Frances Chaney (July 23, 1915 – November 23, 2004) was an actress on stage, on old-time radio and on television. She was perhaps best known, however, for being "ostracized as pro-communist along with her late blacklisted husband, Ring Lardner Jr."

Early life
The daughter of Leon Lipetz, Chaney was born Fanya Lipetz () on July 23, 1915, in Odessa, Russian Empire, but her family moved to Istanbul, and she began her education in an English school there. The family later moved to the United States, to the Bronx, New York City.

She attended Hunter College, but eventually dropped out to take a job at Macy's department store and gained an evening apprenticeship at Provincetown Playhouse in New York City. That led to her getting a scholarship at the Neighborhood Playhouse School of the Theatre, also in New York City, where she studied acting for two years. After finishing at the Neighborhood Playhouse School, she changed her name to Frances Chaney, thinking that producers might be more likely to hire her that way than if she used her Russian name.

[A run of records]
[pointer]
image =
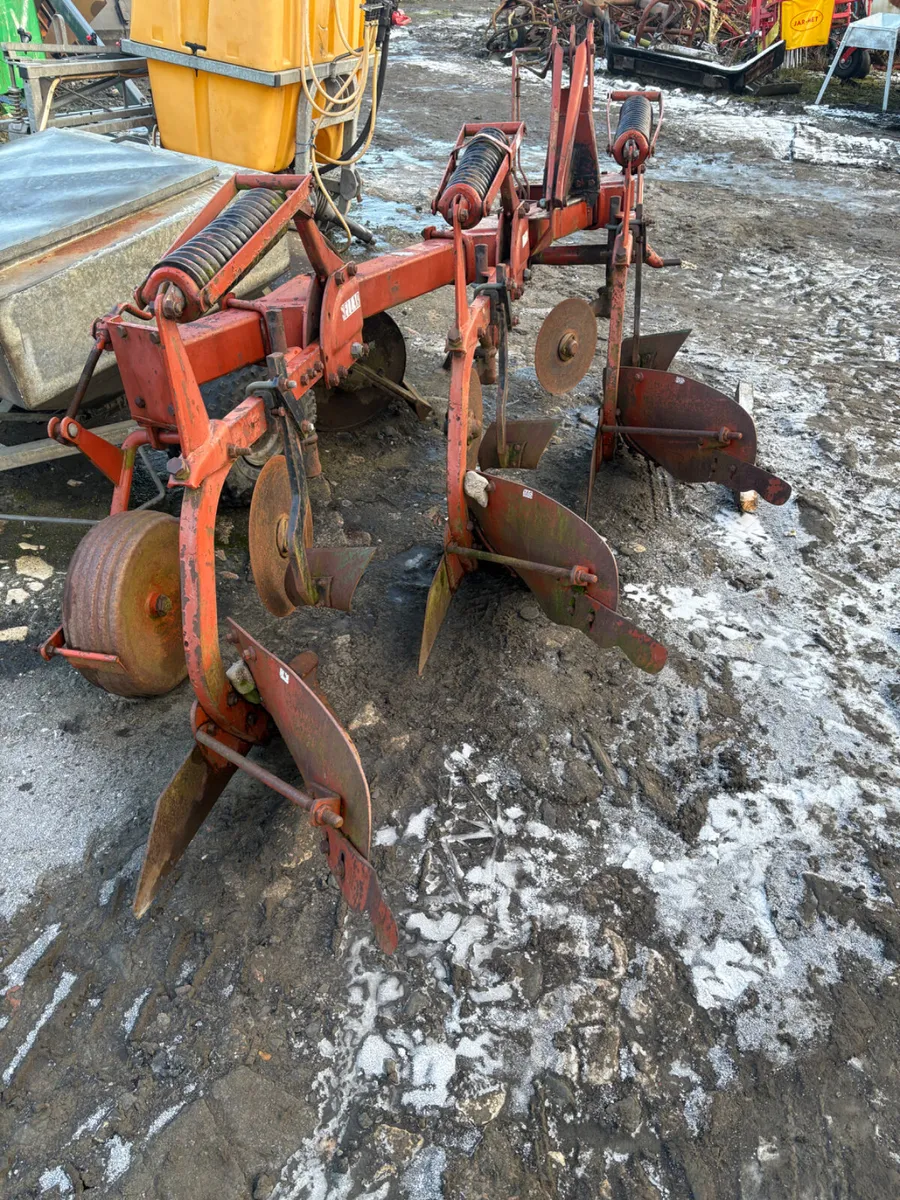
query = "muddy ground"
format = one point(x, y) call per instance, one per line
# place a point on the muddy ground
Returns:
point(649, 925)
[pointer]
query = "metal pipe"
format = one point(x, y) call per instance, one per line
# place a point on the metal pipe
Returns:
point(265, 777)
point(724, 436)
point(573, 574)
point(25, 520)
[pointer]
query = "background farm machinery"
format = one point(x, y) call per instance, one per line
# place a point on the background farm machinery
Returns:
point(139, 607)
point(711, 43)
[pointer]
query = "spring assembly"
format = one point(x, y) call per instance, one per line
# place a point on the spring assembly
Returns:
point(204, 255)
point(472, 179)
point(631, 143)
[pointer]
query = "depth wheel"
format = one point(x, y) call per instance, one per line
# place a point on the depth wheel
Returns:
point(123, 597)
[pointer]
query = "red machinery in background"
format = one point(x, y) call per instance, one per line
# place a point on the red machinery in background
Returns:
point(139, 606)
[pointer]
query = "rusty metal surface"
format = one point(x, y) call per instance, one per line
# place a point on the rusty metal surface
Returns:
point(360, 888)
point(565, 346)
point(179, 814)
point(359, 397)
point(297, 797)
point(269, 511)
point(318, 744)
point(655, 351)
point(525, 523)
point(526, 442)
point(445, 582)
point(661, 399)
point(336, 570)
point(123, 598)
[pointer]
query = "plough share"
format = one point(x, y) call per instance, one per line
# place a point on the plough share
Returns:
point(139, 606)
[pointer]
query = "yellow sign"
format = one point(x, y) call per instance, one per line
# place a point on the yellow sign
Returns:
point(805, 23)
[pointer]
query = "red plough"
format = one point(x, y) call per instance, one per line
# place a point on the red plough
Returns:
point(139, 607)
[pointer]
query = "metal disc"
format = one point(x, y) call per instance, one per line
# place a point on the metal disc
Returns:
point(123, 597)
point(358, 400)
point(269, 515)
point(565, 346)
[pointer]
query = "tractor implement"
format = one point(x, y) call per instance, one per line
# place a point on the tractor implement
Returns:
point(139, 609)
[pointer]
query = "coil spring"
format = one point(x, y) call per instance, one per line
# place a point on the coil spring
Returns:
point(631, 144)
point(635, 117)
point(204, 255)
point(480, 161)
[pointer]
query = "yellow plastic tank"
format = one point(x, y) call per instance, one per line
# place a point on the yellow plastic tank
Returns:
point(233, 120)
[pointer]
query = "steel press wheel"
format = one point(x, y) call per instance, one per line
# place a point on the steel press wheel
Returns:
point(123, 597)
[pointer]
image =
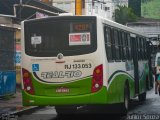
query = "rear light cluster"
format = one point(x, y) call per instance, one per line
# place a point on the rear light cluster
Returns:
point(97, 80)
point(27, 82)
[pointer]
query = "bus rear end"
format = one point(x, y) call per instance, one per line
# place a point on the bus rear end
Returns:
point(61, 62)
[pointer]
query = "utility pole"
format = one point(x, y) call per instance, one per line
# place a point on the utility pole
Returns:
point(78, 7)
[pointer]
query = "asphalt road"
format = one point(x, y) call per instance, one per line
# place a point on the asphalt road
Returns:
point(148, 110)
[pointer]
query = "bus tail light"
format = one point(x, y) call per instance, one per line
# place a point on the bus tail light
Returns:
point(27, 81)
point(97, 80)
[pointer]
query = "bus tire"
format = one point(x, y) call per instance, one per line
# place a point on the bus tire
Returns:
point(62, 111)
point(142, 97)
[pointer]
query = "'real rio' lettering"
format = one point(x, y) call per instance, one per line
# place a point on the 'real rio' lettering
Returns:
point(61, 74)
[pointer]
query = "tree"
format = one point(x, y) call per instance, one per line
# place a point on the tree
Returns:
point(124, 14)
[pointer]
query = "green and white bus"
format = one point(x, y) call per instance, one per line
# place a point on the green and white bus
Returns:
point(74, 62)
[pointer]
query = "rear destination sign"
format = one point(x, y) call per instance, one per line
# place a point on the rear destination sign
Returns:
point(61, 74)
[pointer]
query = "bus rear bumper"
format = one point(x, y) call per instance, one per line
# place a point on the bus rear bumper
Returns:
point(99, 97)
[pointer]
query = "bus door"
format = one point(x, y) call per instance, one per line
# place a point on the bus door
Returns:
point(135, 62)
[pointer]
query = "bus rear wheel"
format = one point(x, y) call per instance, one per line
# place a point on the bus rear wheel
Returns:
point(62, 111)
point(125, 104)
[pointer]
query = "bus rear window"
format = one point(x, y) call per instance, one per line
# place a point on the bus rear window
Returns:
point(54, 35)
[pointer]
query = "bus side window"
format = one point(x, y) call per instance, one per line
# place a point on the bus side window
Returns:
point(145, 48)
point(117, 52)
point(108, 45)
point(128, 46)
point(120, 44)
point(158, 61)
point(138, 48)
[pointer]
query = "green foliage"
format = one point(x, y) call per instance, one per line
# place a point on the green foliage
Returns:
point(151, 9)
point(124, 14)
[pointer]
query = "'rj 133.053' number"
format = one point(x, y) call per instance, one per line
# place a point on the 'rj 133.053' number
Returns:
point(78, 66)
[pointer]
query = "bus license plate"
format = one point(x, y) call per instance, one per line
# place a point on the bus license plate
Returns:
point(62, 90)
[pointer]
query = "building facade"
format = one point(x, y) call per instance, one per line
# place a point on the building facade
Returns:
point(104, 8)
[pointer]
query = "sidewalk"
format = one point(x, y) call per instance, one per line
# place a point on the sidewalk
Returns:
point(13, 103)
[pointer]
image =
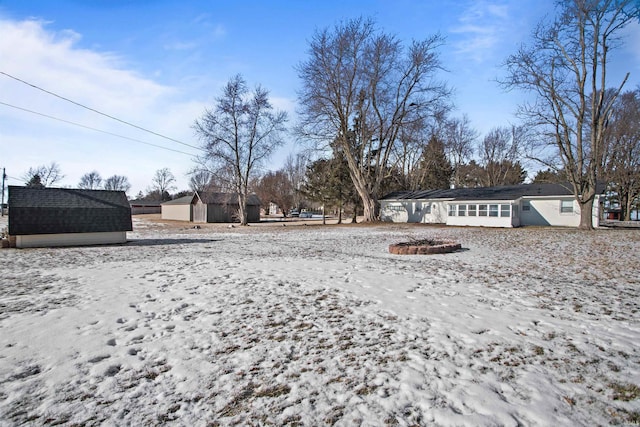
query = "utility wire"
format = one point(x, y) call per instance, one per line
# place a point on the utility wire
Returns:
point(94, 129)
point(98, 112)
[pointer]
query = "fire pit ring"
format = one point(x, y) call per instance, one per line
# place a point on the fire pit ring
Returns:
point(424, 247)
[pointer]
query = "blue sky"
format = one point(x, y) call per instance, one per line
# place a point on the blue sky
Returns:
point(158, 64)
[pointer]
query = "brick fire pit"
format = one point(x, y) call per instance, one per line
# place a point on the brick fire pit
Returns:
point(424, 247)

Task directions:
List every medium the Frances Chaney biography says she acted in.

Full answer:
Stage, old-time radio, television